» What you will do
Reproduce word for word the lines of the material below, from the line with "of woman, then" up to and including the line with "left=335, top=502, right=483, bottom=933".

» Entries provided
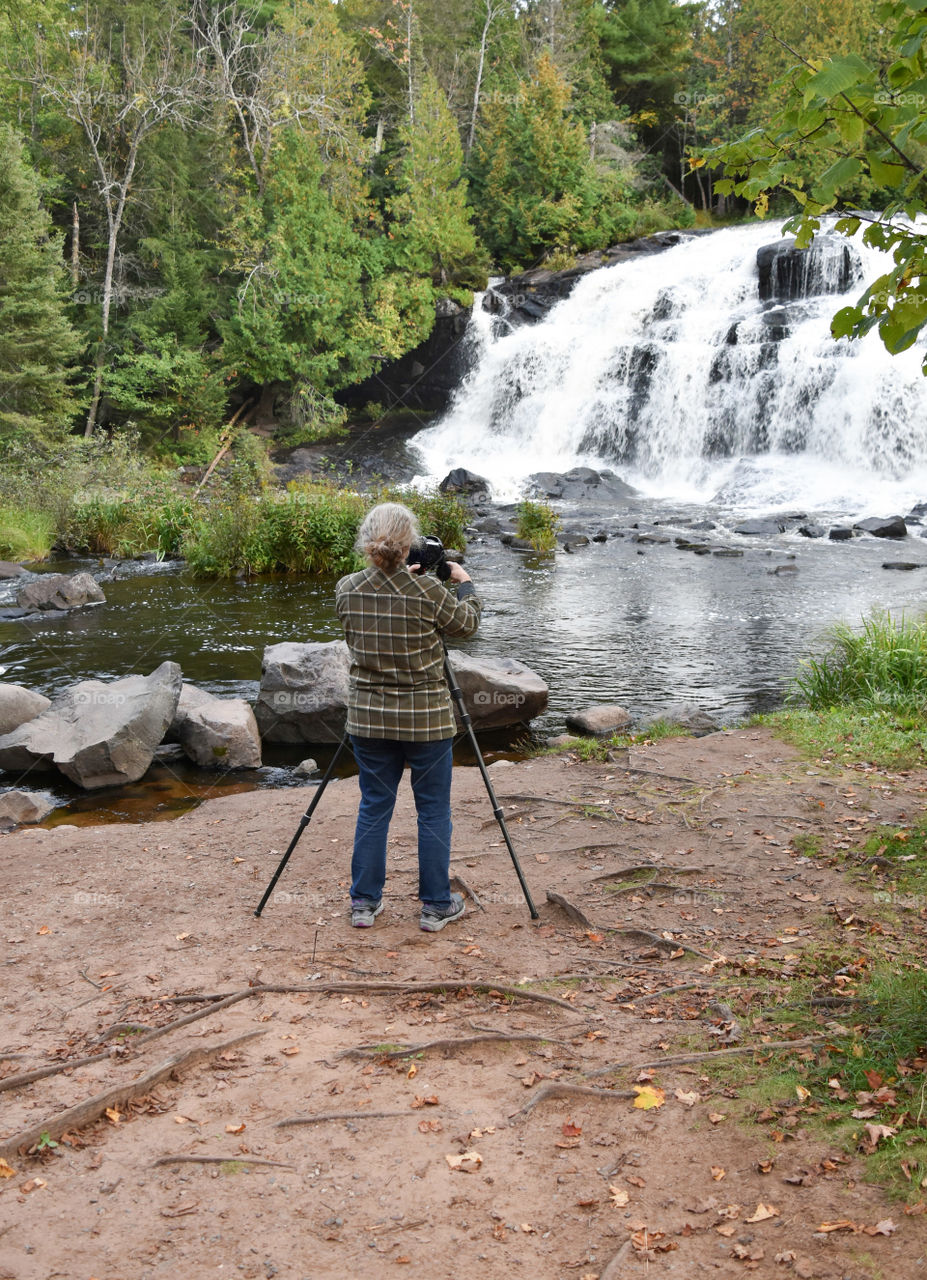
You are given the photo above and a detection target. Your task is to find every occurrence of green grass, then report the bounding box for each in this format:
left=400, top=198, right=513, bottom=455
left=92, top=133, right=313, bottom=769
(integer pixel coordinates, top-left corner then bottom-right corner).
left=0, top=503, right=55, bottom=561
left=793, top=611, right=927, bottom=717
left=752, top=704, right=927, bottom=769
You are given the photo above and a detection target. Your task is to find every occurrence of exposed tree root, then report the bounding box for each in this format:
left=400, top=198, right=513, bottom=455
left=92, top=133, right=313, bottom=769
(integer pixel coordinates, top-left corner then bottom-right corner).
left=0, top=1030, right=264, bottom=1158
left=508, top=1080, right=636, bottom=1120
left=274, top=1111, right=415, bottom=1129
left=338, top=1029, right=562, bottom=1057
left=149, top=1156, right=296, bottom=1169
left=585, top=1032, right=850, bottom=1079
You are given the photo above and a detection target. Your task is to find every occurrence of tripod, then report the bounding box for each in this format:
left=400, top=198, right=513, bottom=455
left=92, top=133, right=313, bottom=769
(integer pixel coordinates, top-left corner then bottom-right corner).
left=255, top=650, right=539, bottom=920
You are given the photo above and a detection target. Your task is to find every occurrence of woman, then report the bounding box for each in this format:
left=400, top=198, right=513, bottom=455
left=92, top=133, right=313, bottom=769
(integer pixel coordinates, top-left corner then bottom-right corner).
left=335, top=502, right=483, bottom=933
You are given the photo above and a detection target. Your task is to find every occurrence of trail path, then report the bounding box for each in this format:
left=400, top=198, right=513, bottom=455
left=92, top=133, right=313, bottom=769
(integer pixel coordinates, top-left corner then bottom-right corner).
left=0, top=730, right=927, bottom=1280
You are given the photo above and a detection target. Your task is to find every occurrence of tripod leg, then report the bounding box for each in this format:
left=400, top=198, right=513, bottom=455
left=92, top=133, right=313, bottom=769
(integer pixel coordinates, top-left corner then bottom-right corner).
left=255, top=733, right=347, bottom=919
left=444, top=645, right=539, bottom=920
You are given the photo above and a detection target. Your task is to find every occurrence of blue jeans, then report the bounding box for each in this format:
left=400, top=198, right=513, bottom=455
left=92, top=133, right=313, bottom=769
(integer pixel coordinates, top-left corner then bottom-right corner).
left=351, top=735, right=453, bottom=908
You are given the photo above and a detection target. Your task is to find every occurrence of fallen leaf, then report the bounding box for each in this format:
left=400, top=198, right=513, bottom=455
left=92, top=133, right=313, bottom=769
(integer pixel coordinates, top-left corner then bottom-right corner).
left=863, top=1217, right=898, bottom=1235
left=744, top=1203, right=778, bottom=1222
left=444, top=1151, right=483, bottom=1174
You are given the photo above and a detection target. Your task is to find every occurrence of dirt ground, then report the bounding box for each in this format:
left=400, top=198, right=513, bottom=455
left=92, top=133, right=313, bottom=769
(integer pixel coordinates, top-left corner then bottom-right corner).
left=0, top=730, right=927, bottom=1280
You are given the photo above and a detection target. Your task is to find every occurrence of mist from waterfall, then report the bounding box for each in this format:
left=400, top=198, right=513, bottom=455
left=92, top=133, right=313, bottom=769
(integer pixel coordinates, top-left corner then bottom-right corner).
left=412, top=223, right=927, bottom=515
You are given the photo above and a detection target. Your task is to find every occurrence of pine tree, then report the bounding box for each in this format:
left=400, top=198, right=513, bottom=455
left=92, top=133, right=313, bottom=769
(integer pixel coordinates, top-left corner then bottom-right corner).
left=389, top=72, right=487, bottom=306
left=0, top=124, right=79, bottom=444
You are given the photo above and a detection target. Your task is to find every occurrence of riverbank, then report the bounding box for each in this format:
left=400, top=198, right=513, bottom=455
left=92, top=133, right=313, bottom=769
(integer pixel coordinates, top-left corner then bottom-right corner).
left=0, top=728, right=927, bottom=1280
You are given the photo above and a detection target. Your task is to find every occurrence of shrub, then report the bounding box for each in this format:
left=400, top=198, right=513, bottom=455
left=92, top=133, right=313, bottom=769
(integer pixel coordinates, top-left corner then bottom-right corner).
left=515, top=499, right=560, bottom=552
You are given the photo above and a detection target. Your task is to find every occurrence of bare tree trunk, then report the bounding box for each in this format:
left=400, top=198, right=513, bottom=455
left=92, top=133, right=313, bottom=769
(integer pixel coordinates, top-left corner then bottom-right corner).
left=467, top=0, right=496, bottom=155
left=70, top=201, right=81, bottom=289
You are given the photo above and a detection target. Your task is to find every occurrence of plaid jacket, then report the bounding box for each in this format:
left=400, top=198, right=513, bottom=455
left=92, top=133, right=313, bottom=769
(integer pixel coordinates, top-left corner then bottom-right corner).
left=334, top=564, right=483, bottom=742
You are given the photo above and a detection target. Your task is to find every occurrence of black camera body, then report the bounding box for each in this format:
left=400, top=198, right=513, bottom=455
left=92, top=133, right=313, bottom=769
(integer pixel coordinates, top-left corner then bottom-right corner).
left=406, top=534, right=451, bottom=582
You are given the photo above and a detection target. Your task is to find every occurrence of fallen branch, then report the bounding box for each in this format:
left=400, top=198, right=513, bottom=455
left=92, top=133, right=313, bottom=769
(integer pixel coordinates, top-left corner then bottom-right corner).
left=585, top=1032, right=850, bottom=1079
left=0, top=1030, right=264, bottom=1158
left=0, top=991, right=251, bottom=1093
left=508, top=1080, right=636, bottom=1120
left=274, top=1111, right=415, bottom=1129
left=168, top=983, right=576, bottom=1025
left=338, top=1029, right=562, bottom=1057
left=149, top=1156, right=296, bottom=1169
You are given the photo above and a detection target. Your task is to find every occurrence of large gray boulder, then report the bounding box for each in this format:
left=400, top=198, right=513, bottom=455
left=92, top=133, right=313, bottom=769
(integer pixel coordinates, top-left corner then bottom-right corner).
left=17, top=573, right=106, bottom=613
left=0, top=662, right=183, bottom=790
left=0, top=791, right=58, bottom=824
left=448, top=649, right=548, bottom=730
left=0, top=684, right=51, bottom=736
left=170, top=685, right=261, bottom=769
left=566, top=703, right=631, bottom=737
left=255, top=640, right=351, bottom=742
left=853, top=516, right=908, bottom=538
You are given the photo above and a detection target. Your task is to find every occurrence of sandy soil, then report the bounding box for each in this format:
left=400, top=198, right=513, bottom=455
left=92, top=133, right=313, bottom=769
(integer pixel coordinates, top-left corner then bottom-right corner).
left=0, top=730, right=927, bottom=1280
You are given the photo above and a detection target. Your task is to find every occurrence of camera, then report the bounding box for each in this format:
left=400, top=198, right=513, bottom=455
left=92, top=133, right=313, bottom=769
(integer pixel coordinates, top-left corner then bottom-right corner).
left=406, top=534, right=451, bottom=582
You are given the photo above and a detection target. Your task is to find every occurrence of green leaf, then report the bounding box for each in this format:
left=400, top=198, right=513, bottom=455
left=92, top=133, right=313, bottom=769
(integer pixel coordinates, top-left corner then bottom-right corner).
left=866, top=151, right=904, bottom=187
left=804, top=54, right=872, bottom=102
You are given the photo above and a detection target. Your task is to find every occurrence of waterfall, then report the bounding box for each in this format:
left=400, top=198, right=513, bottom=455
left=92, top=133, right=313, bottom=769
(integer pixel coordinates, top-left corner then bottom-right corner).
left=412, top=224, right=927, bottom=511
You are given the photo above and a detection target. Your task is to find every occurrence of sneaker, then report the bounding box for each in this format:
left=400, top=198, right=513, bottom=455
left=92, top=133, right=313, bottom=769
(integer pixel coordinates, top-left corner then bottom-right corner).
left=419, top=893, right=464, bottom=933
left=351, top=900, right=383, bottom=929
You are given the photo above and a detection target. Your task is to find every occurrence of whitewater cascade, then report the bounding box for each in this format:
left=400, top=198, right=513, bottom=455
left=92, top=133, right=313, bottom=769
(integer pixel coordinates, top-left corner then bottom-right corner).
left=412, top=223, right=927, bottom=509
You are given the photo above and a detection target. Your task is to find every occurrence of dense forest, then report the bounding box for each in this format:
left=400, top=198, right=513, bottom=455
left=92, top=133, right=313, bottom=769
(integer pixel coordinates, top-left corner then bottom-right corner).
left=0, top=0, right=923, bottom=463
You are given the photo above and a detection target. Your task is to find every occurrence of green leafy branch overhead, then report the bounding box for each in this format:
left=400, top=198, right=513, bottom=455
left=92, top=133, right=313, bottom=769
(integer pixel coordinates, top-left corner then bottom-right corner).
left=691, top=0, right=927, bottom=372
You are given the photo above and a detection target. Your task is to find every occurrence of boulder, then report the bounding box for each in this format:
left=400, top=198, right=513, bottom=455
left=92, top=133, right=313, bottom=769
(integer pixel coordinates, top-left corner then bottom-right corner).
left=170, top=685, right=261, bottom=769
left=853, top=516, right=908, bottom=538
left=566, top=703, right=631, bottom=737
left=528, top=467, right=638, bottom=502
left=448, top=649, right=548, bottom=731
left=17, top=573, right=106, bottom=613
left=255, top=640, right=351, bottom=742
left=0, top=662, right=182, bottom=790
left=734, top=516, right=786, bottom=538
left=438, top=467, right=489, bottom=498
left=640, top=703, right=721, bottom=737
left=0, top=684, right=51, bottom=736
left=0, top=791, right=58, bottom=823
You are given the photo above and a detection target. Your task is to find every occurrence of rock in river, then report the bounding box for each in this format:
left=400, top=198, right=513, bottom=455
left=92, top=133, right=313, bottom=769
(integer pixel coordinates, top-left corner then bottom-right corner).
left=0, top=662, right=183, bottom=790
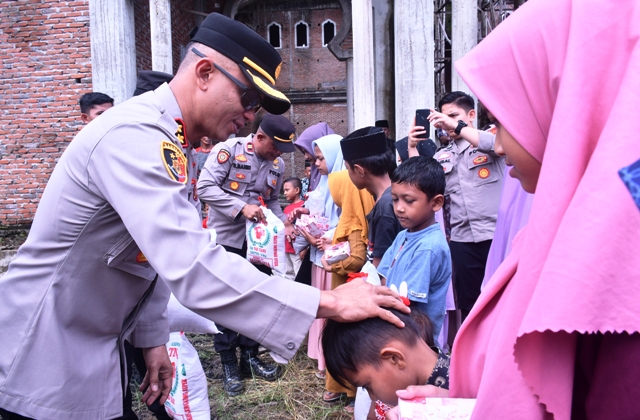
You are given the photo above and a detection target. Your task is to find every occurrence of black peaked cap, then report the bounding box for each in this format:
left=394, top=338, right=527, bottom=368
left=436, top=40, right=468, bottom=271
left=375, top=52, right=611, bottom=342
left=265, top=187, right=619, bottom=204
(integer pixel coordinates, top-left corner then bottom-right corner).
left=191, top=13, right=291, bottom=114
left=340, top=127, right=389, bottom=160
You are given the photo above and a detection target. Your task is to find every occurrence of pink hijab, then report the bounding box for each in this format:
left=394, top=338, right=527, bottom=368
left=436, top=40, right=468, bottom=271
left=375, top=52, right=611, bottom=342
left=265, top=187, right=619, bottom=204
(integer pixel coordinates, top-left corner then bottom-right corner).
left=450, top=0, right=640, bottom=420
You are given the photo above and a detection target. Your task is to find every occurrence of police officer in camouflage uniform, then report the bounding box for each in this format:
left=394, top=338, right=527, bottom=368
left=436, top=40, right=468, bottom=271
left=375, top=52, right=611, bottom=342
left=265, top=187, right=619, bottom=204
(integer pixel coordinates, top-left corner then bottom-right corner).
left=197, top=114, right=295, bottom=396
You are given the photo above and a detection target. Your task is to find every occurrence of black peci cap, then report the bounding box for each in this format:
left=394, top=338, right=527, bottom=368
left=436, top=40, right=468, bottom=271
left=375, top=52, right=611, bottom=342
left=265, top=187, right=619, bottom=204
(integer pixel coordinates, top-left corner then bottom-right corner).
left=191, top=13, right=291, bottom=115
left=133, top=70, right=173, bottom=96
left=260, top=114, right=296, bottom=153
left=396, top=137, right=438, bottom=161
left=340, top=127, right=389, bottom=160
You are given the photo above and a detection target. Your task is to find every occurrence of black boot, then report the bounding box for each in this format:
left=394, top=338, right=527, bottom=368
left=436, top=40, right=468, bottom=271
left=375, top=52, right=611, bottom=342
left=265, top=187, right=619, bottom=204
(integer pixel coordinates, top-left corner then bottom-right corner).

» Exercise response
You are given the photo above and a detection target. Your task is to find every occurrence of woman, then report the bounding box for each in this format:
left=400, top=198, right=513, bottom=455
left=92, top=133, right=313, bottom=769
(integer pixel coordinates, top-left corner then bottom-right corner).
left=335, top=502, right=483, bottom=933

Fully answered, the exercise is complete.